## PROBLEM DESCRIPTION
Could you write out the line containing "bbox request windscreen" and all the lines below it in the data, exactly, through the final one and nothing else?

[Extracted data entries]
*** Block opens ***
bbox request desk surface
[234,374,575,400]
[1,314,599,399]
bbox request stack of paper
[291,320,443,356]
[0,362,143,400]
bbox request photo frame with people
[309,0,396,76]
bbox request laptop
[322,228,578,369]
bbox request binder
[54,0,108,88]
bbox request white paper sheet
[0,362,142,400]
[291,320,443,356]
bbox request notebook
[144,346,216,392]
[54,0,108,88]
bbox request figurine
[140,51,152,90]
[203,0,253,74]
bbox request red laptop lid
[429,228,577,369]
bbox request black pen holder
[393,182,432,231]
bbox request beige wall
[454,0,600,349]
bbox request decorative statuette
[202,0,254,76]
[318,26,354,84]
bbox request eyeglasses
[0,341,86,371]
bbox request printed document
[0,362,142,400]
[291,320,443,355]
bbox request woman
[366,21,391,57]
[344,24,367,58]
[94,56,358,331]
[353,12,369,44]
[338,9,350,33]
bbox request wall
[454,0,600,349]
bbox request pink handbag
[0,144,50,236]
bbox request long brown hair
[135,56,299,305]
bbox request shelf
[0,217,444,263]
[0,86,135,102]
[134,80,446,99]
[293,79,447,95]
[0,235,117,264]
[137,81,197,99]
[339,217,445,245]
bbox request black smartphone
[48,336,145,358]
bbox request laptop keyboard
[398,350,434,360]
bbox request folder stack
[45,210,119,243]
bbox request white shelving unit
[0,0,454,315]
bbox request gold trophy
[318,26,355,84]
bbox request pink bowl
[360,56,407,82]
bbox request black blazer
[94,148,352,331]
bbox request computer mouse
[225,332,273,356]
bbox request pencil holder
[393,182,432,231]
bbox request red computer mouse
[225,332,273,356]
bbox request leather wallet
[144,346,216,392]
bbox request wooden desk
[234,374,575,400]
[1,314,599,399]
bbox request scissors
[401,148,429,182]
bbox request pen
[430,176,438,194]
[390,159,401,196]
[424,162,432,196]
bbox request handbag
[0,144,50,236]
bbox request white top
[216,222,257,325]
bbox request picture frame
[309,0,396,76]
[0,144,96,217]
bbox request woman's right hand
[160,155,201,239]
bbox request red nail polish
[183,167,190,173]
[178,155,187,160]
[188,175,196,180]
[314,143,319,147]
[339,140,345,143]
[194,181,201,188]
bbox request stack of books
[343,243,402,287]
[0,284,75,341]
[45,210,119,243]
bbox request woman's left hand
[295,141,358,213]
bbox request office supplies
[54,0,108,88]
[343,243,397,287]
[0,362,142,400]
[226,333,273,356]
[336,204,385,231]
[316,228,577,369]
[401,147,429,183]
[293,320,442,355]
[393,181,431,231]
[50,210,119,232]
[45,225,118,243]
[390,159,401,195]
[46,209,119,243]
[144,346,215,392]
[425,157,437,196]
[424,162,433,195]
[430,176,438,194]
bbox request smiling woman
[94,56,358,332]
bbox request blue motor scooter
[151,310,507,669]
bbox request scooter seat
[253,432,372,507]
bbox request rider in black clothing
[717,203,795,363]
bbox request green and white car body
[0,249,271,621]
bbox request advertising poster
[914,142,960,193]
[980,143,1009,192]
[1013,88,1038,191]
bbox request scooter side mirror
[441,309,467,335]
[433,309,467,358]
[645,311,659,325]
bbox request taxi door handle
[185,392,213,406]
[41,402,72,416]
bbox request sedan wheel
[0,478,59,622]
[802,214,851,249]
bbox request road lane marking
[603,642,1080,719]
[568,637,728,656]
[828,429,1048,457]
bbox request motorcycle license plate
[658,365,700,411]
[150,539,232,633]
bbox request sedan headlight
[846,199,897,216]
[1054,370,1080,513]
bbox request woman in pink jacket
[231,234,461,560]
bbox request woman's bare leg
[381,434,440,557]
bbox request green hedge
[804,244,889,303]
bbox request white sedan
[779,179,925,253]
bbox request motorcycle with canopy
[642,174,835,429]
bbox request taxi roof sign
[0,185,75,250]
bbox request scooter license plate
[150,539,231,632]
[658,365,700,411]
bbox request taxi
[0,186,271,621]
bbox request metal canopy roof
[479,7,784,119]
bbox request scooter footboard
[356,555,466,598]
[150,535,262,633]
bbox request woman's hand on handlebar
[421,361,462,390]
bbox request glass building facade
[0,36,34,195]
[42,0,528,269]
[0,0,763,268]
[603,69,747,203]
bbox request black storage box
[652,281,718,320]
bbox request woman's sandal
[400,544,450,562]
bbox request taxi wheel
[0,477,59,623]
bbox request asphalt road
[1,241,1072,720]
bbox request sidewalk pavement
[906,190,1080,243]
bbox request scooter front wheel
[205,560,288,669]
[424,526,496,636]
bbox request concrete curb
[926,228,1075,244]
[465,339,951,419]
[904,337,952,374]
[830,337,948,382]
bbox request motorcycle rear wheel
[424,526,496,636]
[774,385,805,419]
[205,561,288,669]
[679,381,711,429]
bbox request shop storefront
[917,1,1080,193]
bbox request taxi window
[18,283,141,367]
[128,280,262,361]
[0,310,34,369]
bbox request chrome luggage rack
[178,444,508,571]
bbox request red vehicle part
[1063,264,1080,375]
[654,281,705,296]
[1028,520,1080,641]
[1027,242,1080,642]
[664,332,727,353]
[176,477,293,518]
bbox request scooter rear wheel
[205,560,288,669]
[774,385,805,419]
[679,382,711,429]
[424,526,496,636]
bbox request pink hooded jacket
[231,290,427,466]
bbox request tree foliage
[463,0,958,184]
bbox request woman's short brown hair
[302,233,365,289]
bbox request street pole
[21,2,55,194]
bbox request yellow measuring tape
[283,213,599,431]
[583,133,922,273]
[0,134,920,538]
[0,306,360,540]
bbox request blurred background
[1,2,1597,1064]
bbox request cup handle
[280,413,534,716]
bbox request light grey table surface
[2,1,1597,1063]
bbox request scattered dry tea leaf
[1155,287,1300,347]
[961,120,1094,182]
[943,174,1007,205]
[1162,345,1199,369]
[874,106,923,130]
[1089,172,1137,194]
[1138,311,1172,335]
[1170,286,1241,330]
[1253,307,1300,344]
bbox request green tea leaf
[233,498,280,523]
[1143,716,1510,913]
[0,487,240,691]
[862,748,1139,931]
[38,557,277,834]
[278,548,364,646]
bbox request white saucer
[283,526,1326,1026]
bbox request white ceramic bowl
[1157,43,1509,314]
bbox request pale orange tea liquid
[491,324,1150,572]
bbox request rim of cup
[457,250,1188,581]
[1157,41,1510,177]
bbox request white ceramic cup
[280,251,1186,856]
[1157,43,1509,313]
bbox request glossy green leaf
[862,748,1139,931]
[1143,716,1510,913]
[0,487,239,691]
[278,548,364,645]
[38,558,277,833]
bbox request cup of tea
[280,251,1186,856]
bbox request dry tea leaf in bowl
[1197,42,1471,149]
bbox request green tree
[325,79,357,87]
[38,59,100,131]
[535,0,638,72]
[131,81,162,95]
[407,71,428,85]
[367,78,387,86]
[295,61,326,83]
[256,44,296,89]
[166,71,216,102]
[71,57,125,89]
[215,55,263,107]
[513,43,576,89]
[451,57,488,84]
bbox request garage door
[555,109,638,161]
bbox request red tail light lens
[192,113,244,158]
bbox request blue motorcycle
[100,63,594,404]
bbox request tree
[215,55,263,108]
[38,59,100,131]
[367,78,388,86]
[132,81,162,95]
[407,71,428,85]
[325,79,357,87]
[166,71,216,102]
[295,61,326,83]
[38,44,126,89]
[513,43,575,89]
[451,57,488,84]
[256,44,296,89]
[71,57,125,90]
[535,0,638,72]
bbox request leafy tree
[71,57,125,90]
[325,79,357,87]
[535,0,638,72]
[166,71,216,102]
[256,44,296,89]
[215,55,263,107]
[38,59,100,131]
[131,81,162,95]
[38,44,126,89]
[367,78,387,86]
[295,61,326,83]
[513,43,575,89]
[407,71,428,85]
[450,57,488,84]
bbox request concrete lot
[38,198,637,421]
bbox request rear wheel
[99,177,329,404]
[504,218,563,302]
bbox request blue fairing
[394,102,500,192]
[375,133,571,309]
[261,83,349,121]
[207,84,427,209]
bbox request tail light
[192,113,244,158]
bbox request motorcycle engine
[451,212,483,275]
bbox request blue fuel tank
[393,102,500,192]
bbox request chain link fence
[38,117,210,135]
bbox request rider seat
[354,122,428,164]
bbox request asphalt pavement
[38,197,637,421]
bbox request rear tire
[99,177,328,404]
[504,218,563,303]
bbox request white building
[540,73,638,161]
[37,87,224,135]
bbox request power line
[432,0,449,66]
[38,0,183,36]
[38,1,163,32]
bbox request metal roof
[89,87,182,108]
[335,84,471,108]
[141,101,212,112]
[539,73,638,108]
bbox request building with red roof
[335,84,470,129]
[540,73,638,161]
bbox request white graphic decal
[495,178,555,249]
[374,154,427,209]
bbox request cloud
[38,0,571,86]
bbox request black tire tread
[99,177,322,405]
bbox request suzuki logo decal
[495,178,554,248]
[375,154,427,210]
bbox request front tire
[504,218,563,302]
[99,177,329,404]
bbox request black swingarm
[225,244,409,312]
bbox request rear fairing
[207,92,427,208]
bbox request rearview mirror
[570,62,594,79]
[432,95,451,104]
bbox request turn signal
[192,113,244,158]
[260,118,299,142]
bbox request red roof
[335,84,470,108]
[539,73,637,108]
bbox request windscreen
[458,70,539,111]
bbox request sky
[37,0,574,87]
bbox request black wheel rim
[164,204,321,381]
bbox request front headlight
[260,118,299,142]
*** Block closes ***
## RESPONSE FOR THIS EXERCISE
bbox request windscreen
[458,70,539,111]
bbox request sky
[37,0,574,87]
bbox request black wheel rim
[164,204,321,381]
bbox request front headlight
[260,118,299,142]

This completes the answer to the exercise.